**WORK TO BE COMPLETED**.
Reproduce the entries below with each occurrence of "Reviewer note" replaced by "Annotator note", leaving all other text untouched.

----

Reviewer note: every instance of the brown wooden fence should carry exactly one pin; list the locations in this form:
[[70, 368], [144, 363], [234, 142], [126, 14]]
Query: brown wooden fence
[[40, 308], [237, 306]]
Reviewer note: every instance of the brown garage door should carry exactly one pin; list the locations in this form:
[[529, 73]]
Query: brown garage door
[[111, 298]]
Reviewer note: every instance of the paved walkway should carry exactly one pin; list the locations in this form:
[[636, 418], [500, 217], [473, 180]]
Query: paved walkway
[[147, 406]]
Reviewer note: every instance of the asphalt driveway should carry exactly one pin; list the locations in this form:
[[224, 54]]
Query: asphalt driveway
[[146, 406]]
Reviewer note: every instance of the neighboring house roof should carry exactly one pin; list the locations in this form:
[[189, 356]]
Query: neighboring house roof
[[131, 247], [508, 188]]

----

**COMPLETE OUTPUT**.
Annotator note: every instance of the brown wooden fence should carry exactly one pin; list the locations in this form:
[[70, 368], [144, 363], [234, 142], [126, 14]]
Query: brown wooden fence
[[40, 308], [237, 306]]
Annotator note: every instance of the brown garage door should carry exactly one pin; list the locations in this form:
[[529, 73]]
Query: brown garage door
[[111, 298]]
Annotator note: every instance of the paved walkway should carry exactly one pin; list the locations in this form:
[[636, 418], [500, 217], [473, 180]]
Query: paved walkway
[[147, 406]]
Annotator note: every instance of the asphalt driveway should carry exactly one pin; list the locations in this form:
[[224, 54]]
Query: asphalt driveway
[[146, 406]]
Annotator note: every instance of the neighboring house roof should carry exactly one pin; list the locations in this form:
[[189, 356]]
Query: neighboring house roof
[[131, 247], [508, 188]]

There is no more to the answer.